=== Short problem ===
Reproduce word for word everything in the material below, from its start down to the line containing "pixel 517 278", with both ends included. Leave the pictures out.

(Location identification entries)
◆ ◆ ◆ ◆ ◆ ◆ ◆
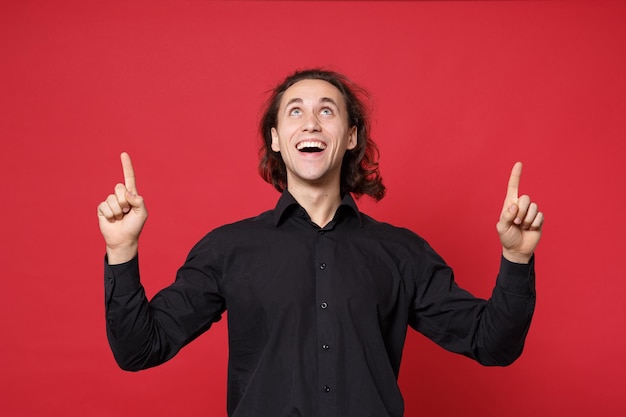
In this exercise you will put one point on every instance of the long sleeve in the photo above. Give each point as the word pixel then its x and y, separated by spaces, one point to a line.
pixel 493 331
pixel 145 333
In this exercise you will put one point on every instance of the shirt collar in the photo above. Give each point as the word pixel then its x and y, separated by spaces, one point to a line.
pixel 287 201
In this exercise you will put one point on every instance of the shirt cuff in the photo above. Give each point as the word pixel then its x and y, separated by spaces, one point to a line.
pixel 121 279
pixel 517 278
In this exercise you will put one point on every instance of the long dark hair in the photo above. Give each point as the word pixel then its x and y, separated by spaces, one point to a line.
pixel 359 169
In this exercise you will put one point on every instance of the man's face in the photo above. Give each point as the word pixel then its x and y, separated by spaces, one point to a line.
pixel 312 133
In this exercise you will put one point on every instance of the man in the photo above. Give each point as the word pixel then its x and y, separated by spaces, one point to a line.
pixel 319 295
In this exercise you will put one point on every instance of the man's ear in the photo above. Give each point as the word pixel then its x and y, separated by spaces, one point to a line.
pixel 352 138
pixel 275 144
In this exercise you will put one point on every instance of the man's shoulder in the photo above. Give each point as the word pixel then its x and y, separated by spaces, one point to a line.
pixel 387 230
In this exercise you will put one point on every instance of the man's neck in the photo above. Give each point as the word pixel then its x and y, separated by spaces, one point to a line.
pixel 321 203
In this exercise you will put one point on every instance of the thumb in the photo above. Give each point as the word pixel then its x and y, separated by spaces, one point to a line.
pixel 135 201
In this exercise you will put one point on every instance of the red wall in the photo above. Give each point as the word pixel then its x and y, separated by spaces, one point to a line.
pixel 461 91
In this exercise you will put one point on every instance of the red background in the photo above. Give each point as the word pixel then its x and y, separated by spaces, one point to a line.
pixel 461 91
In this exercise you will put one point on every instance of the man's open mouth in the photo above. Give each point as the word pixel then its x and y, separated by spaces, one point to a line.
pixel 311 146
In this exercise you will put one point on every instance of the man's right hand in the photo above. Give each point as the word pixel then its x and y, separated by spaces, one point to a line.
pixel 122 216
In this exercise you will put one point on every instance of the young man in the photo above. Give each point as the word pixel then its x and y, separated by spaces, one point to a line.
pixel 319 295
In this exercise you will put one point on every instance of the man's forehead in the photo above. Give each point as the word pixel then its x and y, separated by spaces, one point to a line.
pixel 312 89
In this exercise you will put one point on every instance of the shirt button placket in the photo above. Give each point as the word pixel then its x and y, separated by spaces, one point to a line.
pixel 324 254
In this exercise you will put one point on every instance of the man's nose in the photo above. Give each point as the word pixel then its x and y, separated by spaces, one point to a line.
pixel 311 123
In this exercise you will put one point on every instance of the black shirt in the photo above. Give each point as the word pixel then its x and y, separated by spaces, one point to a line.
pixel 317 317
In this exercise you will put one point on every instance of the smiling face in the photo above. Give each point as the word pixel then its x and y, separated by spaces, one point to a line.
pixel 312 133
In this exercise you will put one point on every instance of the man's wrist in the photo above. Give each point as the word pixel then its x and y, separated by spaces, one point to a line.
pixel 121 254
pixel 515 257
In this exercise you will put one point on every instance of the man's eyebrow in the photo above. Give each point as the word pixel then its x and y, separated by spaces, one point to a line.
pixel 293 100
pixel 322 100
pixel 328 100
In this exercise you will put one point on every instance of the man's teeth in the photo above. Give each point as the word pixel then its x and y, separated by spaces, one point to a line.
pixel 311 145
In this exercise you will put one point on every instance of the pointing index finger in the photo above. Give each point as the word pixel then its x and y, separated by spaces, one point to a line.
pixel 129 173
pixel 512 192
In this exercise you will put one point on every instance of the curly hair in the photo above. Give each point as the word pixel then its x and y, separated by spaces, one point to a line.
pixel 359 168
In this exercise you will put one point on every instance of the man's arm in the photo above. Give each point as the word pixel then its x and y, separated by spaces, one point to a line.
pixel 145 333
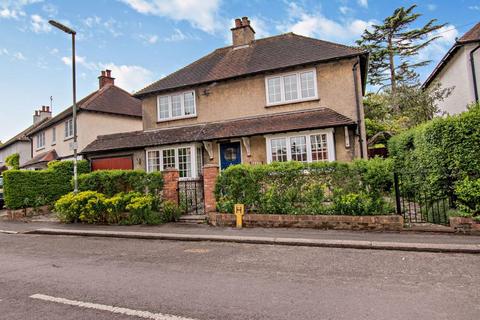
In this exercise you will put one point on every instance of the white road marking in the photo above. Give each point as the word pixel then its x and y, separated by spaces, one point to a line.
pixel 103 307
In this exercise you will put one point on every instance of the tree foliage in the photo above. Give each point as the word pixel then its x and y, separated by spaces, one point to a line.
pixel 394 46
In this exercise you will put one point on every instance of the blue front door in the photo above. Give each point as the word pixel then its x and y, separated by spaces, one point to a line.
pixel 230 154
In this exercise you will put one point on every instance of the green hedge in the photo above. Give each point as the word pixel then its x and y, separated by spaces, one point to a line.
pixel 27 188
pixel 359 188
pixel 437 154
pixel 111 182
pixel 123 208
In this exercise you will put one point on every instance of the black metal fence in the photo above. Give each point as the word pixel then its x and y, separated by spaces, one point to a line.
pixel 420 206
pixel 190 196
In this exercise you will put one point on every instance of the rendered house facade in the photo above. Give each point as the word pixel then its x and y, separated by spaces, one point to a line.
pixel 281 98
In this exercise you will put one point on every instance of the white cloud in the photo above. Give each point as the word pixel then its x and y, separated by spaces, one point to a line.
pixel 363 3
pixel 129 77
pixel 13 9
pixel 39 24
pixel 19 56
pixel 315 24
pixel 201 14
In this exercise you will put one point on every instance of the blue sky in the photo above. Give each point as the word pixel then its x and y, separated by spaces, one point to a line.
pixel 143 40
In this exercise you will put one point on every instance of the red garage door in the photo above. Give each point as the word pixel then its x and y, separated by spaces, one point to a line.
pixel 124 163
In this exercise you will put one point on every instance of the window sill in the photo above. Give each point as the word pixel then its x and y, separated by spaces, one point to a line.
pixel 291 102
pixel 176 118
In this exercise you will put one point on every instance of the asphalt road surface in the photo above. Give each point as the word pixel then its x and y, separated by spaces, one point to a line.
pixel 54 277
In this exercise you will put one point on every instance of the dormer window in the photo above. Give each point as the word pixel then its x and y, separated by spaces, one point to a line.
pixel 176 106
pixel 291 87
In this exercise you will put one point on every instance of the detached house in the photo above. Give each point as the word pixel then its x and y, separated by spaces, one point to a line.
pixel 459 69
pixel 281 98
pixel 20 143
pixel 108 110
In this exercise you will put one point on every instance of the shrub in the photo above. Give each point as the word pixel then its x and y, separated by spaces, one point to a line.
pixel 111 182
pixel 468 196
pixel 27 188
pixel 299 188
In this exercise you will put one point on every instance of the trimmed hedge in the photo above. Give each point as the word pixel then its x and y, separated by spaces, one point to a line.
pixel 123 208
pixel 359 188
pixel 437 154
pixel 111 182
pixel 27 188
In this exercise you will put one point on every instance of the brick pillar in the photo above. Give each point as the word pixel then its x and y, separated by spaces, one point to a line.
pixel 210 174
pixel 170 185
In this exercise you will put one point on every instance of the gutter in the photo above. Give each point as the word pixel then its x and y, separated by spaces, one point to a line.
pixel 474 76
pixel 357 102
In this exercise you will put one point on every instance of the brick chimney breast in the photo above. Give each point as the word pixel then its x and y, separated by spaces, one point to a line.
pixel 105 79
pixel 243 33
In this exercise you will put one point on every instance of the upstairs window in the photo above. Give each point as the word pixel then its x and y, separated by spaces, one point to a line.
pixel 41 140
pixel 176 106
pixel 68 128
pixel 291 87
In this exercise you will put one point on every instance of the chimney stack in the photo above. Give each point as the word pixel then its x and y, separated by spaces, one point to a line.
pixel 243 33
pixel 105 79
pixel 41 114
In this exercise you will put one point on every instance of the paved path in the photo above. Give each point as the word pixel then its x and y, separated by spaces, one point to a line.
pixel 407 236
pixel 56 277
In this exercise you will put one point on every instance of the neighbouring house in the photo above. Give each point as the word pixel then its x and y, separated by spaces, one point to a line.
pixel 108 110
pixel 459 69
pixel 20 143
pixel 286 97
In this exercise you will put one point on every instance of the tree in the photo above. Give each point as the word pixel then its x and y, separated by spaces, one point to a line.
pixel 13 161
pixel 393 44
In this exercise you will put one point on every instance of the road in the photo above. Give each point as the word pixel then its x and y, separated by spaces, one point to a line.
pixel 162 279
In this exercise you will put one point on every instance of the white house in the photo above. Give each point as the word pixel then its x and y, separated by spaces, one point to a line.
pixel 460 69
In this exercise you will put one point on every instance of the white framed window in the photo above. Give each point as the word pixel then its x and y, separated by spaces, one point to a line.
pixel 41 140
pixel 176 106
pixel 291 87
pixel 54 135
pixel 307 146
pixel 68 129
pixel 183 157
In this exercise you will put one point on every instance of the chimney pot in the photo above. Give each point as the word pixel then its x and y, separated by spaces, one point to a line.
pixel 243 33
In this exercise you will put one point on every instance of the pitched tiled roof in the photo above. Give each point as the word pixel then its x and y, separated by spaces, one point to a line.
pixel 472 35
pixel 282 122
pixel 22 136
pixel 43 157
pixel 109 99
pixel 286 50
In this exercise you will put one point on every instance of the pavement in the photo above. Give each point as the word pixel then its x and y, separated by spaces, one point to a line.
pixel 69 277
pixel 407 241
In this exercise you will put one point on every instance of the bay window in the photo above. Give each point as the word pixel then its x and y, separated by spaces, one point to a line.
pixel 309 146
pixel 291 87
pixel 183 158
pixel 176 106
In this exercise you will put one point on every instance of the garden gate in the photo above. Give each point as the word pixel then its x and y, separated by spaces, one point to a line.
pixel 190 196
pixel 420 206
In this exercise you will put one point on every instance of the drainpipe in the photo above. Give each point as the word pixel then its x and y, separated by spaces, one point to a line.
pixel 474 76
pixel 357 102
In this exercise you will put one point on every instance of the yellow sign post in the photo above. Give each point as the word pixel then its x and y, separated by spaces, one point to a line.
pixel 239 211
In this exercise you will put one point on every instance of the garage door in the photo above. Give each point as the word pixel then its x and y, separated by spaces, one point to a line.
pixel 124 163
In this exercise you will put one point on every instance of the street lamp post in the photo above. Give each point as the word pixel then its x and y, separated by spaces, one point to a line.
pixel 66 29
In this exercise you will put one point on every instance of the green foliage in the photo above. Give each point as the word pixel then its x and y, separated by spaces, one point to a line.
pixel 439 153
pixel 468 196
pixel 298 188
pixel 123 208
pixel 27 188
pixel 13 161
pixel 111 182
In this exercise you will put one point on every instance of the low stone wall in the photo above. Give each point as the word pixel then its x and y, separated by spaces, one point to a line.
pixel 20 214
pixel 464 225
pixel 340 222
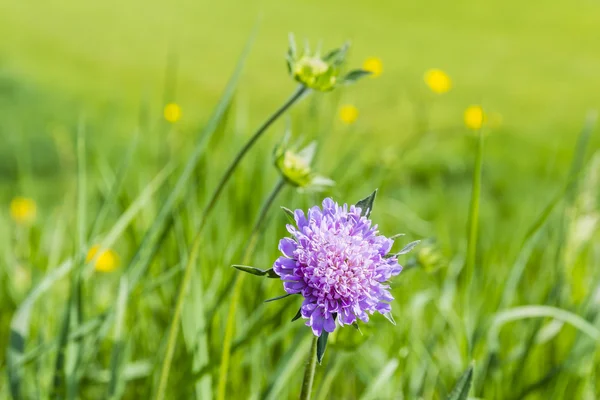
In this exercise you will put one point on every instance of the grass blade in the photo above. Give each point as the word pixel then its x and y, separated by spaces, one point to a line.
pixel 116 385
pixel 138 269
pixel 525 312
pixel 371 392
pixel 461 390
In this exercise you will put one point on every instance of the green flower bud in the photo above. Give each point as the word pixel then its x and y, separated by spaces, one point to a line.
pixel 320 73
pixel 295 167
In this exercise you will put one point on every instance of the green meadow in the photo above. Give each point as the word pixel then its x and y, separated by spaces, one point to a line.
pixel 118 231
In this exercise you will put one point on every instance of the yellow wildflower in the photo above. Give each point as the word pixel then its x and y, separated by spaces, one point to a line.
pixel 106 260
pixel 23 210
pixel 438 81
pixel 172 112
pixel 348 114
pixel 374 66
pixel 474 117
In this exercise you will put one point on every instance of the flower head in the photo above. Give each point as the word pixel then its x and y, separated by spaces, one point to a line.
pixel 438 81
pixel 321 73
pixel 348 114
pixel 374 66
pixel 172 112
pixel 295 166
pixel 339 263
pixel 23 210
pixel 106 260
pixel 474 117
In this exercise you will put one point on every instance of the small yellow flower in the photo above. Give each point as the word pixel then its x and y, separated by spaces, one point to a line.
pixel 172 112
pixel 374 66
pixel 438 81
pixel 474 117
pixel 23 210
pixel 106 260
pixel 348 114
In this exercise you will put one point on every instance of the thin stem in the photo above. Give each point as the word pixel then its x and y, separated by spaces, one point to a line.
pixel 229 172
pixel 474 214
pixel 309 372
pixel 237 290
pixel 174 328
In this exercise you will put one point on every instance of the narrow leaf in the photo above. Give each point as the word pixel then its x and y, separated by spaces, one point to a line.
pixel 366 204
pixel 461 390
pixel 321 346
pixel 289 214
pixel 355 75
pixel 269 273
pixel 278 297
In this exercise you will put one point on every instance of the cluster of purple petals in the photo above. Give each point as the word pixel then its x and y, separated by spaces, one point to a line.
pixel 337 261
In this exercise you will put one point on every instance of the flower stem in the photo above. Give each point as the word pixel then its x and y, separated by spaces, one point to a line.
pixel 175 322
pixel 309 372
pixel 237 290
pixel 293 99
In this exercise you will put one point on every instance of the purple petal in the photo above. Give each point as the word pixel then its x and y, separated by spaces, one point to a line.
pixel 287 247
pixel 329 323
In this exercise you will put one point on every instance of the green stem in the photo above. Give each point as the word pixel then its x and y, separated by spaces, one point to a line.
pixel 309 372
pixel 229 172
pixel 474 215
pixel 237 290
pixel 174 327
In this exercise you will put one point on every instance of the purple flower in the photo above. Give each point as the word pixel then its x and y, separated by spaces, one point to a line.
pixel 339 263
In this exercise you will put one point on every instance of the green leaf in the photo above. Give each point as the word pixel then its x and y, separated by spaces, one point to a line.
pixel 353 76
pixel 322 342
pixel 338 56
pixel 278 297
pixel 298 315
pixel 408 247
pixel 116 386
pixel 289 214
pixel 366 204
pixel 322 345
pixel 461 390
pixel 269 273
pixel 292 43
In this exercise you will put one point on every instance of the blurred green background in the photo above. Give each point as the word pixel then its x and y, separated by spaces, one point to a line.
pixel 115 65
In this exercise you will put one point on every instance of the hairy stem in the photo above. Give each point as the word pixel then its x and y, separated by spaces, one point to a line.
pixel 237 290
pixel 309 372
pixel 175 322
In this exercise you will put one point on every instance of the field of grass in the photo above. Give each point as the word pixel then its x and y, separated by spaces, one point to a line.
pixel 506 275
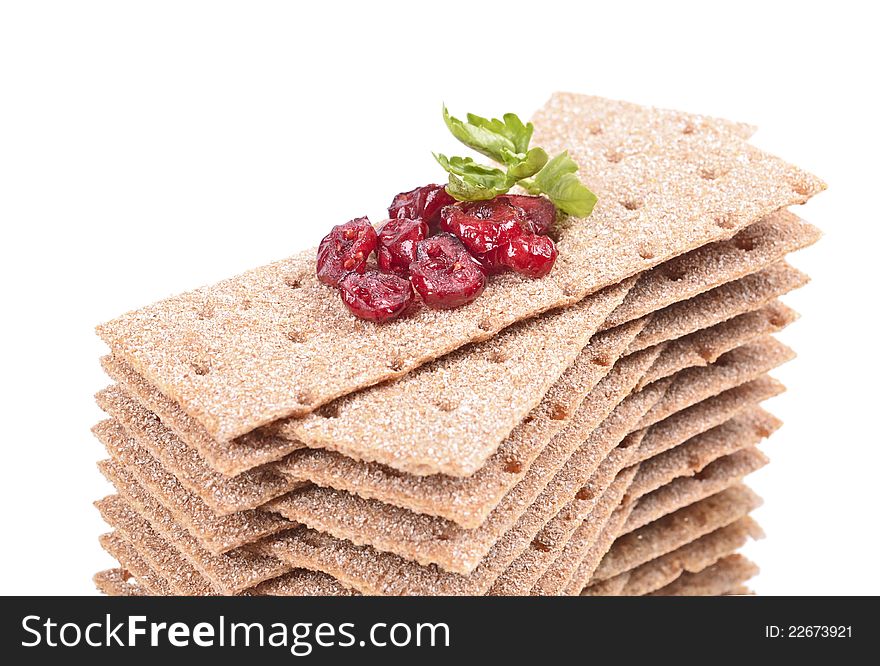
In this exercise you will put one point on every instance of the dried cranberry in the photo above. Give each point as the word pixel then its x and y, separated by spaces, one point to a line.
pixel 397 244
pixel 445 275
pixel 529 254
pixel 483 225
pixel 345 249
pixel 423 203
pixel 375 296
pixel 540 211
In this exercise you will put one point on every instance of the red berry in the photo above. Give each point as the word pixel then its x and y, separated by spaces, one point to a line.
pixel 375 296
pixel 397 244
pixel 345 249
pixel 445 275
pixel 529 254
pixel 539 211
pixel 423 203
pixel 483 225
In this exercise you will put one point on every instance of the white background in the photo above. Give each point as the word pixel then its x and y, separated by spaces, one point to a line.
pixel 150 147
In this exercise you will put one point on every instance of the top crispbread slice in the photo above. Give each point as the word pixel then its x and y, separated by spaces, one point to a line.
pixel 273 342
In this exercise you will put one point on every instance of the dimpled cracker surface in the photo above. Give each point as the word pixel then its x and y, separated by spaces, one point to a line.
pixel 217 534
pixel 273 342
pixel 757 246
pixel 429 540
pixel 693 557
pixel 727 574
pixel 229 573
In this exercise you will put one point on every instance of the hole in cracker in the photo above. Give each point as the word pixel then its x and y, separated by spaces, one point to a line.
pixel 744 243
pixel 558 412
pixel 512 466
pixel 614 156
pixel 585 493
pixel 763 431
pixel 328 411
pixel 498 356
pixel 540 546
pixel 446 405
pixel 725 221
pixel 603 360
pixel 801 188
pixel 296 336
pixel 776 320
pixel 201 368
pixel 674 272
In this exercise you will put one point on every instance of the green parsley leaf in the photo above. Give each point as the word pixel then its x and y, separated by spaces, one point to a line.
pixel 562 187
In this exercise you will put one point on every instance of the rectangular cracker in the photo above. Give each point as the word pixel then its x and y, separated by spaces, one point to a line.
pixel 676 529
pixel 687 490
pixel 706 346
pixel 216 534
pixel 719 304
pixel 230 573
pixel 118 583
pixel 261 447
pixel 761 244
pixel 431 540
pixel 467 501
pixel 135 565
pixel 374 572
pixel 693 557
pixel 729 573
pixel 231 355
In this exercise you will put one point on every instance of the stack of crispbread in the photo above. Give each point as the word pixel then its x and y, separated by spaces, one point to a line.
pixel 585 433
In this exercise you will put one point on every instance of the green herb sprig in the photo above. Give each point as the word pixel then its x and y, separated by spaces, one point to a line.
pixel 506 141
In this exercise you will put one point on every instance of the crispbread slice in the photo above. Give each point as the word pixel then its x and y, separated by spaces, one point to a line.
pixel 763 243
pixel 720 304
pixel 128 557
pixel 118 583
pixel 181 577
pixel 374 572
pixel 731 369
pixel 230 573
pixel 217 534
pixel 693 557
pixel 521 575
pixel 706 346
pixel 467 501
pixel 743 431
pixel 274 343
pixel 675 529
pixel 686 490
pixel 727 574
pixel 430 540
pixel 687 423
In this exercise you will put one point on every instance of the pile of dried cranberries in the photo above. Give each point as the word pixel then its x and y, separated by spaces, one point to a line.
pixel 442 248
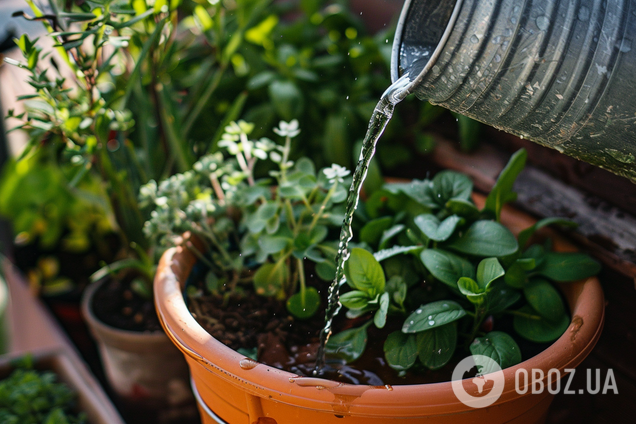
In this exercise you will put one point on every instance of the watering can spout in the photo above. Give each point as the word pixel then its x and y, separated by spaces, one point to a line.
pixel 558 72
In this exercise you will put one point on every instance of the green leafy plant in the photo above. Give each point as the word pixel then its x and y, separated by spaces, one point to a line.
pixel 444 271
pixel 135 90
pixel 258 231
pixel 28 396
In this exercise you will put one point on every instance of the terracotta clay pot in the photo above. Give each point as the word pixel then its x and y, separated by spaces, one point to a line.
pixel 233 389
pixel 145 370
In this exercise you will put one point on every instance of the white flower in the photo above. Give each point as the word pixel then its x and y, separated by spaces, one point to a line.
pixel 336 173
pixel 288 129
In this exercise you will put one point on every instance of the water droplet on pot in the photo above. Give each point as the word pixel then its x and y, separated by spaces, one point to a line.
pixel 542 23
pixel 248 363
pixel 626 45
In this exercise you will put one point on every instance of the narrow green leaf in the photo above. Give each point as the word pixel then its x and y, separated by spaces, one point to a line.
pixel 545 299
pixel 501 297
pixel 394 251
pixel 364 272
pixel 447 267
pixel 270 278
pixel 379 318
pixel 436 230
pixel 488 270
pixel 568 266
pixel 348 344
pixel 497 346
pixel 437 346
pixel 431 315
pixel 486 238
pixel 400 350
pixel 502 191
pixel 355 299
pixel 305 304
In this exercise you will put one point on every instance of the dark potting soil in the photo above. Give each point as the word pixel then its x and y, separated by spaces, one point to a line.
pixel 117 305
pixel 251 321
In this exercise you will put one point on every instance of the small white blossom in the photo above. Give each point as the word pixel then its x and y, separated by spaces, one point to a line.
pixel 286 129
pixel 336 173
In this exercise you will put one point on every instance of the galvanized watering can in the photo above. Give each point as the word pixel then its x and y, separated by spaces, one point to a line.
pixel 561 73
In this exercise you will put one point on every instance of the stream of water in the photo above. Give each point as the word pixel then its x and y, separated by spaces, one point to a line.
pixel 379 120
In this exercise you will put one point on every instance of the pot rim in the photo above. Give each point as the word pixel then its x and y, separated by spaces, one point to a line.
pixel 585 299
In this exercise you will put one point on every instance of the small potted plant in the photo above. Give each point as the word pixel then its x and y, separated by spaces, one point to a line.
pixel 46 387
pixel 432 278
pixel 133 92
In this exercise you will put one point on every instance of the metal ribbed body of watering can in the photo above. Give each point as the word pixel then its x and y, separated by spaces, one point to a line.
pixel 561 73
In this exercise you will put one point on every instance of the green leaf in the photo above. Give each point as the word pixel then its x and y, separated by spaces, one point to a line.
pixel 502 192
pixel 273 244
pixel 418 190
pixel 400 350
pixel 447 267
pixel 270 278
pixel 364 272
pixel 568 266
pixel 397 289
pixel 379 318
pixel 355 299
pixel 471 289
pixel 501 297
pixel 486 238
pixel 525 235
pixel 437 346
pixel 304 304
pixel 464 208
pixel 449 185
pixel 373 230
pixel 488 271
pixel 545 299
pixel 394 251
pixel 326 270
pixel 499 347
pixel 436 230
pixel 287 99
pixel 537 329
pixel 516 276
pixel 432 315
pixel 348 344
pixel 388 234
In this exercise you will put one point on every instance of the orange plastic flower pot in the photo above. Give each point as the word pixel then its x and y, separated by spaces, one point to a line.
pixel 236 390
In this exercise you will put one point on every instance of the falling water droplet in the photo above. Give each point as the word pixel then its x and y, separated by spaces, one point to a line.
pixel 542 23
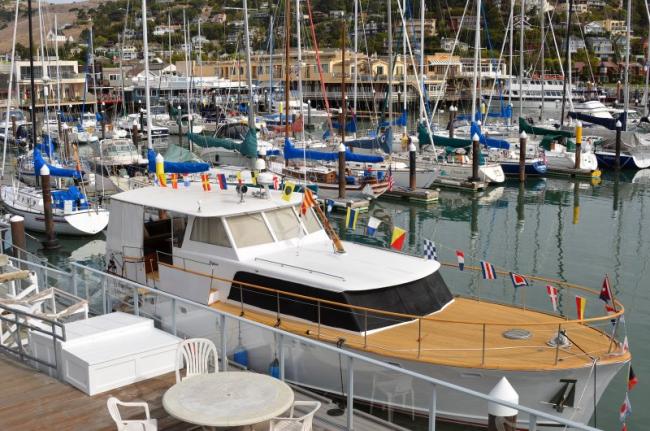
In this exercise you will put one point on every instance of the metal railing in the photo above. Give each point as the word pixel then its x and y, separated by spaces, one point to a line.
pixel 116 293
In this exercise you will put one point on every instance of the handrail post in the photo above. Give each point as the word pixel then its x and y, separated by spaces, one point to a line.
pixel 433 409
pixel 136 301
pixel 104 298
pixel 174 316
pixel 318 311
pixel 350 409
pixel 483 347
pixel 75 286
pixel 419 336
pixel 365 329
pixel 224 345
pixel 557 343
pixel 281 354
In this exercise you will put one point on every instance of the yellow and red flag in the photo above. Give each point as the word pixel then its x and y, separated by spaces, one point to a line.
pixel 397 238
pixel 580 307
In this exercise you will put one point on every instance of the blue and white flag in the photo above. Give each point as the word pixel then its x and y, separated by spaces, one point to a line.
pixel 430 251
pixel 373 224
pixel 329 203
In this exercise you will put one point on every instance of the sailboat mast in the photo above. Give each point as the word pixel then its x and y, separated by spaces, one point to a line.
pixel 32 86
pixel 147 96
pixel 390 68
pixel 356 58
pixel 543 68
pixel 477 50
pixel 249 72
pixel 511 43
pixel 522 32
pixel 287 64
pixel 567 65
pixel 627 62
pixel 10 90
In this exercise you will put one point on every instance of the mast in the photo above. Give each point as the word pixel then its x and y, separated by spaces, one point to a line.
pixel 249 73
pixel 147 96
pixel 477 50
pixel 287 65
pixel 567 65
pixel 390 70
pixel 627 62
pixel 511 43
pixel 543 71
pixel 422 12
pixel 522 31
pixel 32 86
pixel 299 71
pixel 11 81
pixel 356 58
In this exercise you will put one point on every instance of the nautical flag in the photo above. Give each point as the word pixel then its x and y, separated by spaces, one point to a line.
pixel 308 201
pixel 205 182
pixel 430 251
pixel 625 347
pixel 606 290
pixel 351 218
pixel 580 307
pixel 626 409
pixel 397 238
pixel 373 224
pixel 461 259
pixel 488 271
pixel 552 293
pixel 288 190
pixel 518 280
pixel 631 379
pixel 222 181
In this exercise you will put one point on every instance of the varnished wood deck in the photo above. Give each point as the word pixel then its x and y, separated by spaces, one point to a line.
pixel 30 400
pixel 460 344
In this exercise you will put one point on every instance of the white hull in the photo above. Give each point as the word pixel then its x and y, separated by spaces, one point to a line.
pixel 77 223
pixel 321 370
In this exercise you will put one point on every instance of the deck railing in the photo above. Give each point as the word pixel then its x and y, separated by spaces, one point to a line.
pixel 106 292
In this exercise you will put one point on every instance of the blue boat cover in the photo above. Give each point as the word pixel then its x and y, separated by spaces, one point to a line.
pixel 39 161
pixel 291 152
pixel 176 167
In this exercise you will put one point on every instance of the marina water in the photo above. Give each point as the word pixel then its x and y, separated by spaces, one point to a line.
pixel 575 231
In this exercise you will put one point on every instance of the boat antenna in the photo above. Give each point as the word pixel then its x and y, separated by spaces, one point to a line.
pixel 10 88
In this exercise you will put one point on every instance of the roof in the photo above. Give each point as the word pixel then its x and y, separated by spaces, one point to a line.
◆ ◆ ◆ ◆ ◆ ◆ ◆
=== Task response ===
In this exercise you will put one point on every instance of the long sleeve in the photo above. Give each point as the word pixel then its x and y, separated by spaces, one point to a line.
pixel 493 331
pixel 145 333
In this exercise you will put one point on every instance of the shirt collar in the photo above. Give each point as the word pixel then its x and y, separated by spaces, one point to a line.
pixel 287 201
In this exercise you will put one point on every instance of the shirt cuff in the photo above. Give each point as the word pixel then its x and y, separated by spaces, one point to a line.
pixel 121 279
pixel 517 278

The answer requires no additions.